### Document extract
==========

Maximum number of 1-separated points in the unit ball of an $n$-dimensional Banach space.

Question

In an infinite dimensional Banach space $X$, we can find a sequence of unit vectors $x_n$ such that $||x_n-x_m||\geq 1, n \neq m$.

For a finite dimensional Banach space, the number of such 1-separated points has to be finite, since the unit ball is compact.

Let $M_1(X)$ be the maximum number of 1-separated points in the set $\{x\in X: ||x||\leq 1 \}$. How is $M_1(X)$ related to $\dim(X)$?

If $X$ is $n$-dimensional, with a suitable choice of basis, $\vert \vert.\vert \vert_\infty \leq \vert \vert .\vert \vert_X \leq \vert \vert .\vert \vert_1 $. This gives $M_1(\ell_\infty^n ) \leq M_1(X) \leq M_1(\ell_1^n) $

So I have multiple questions:

1. What is the explicit value of $M_1(\ell_1^n)$ and $M_1(\ell_\infty^n)$?
2. Is every value between $M_1(\ell_\infty^n)$ and $M_1(\ell_1^n)$ attained?
3. How is $M_1(\ell_p^n)$ related to $p$ and $n$?

Edit: as pointed out by gerw in the comments, it is not true that $M_1(\ell_\infty^n) \leq M_1(X) $.

==========

### Records shown
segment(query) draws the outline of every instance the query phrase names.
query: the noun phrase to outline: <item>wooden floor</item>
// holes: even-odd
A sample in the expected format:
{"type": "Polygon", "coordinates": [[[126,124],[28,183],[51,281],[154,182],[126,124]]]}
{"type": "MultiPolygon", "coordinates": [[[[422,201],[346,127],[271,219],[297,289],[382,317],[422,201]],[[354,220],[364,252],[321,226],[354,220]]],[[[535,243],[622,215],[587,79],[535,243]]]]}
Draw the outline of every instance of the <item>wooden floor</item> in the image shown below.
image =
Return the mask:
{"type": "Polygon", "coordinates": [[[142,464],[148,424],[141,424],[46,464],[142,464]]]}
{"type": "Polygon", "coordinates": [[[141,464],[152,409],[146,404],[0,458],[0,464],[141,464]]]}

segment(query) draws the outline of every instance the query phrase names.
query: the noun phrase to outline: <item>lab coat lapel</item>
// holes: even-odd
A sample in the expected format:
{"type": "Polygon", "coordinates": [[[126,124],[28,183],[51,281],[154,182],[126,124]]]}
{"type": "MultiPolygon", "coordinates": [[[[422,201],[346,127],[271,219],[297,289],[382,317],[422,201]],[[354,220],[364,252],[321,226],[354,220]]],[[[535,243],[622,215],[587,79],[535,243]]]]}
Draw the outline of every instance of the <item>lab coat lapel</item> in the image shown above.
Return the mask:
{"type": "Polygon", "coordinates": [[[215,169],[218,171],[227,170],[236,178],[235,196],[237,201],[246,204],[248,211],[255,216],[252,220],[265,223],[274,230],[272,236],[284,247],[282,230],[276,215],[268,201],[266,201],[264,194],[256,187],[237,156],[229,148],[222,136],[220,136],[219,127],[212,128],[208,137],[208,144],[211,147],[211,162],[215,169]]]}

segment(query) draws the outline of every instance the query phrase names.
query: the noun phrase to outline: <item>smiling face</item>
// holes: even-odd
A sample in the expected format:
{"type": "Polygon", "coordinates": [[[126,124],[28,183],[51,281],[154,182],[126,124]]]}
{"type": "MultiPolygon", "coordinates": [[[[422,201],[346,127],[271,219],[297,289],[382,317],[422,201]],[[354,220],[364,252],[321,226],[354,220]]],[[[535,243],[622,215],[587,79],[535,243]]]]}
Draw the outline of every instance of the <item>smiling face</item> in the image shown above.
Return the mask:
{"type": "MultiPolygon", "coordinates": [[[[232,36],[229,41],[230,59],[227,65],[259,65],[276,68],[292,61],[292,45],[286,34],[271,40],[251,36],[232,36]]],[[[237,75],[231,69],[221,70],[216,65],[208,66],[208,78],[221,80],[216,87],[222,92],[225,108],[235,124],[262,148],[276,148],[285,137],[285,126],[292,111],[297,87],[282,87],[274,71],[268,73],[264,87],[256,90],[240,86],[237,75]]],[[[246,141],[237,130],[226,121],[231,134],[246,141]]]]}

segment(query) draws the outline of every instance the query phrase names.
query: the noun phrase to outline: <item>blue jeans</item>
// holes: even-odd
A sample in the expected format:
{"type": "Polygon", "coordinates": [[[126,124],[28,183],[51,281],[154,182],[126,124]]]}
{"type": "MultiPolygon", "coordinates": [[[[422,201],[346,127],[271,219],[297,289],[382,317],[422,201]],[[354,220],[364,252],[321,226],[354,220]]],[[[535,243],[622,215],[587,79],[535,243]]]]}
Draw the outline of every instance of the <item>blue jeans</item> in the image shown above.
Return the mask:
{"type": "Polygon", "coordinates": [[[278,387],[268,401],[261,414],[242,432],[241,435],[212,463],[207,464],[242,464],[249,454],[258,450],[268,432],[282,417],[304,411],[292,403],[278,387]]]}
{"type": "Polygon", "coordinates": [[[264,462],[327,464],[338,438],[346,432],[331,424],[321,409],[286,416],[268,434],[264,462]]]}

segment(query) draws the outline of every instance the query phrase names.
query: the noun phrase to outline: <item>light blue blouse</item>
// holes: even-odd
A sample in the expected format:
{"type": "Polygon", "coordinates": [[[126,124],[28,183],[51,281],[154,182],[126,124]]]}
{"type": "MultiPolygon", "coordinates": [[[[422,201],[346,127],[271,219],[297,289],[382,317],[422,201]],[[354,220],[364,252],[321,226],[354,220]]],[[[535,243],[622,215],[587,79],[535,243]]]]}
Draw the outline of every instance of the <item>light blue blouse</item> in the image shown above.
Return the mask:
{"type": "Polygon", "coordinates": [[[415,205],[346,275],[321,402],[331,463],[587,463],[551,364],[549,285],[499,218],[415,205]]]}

==========

### Given task 1
List every numbered item that the Banach space post poses about $M_1$.
### Given task 2
Reproduce the stretch of the Banach space post from "In an infinite" through "related to $\dim(X)$?" word for word.

### Worked solution 1
1. What is the explicit value of $M_1(\ell_1^n)$ and $M_1(\ell_\infty^n)$?
2. Is every value between $M_1(\ell_\infty^n)$ and $M_1(\ell_1^n)$ attained?
3. How is $M_1(\ell_p^n)$ related to $p$ and $n$?

### Worked solution 2
In an infinite dimensional Banach space $X$, we can find a sequence of unit vectors $x_n$ such that $||x_n-x_m||\geq 1, n \neq m$.

For a finite dimensional Banach space, the number of such 1-separated points has to be finite, since the unit ball is compact.

Let $M_1(X)$ be the maximum number of 1-separated points in the set $\{x\in X: ||x||\leq 1 \}$. How is $M_1(X)$ related to $\dim(X)$?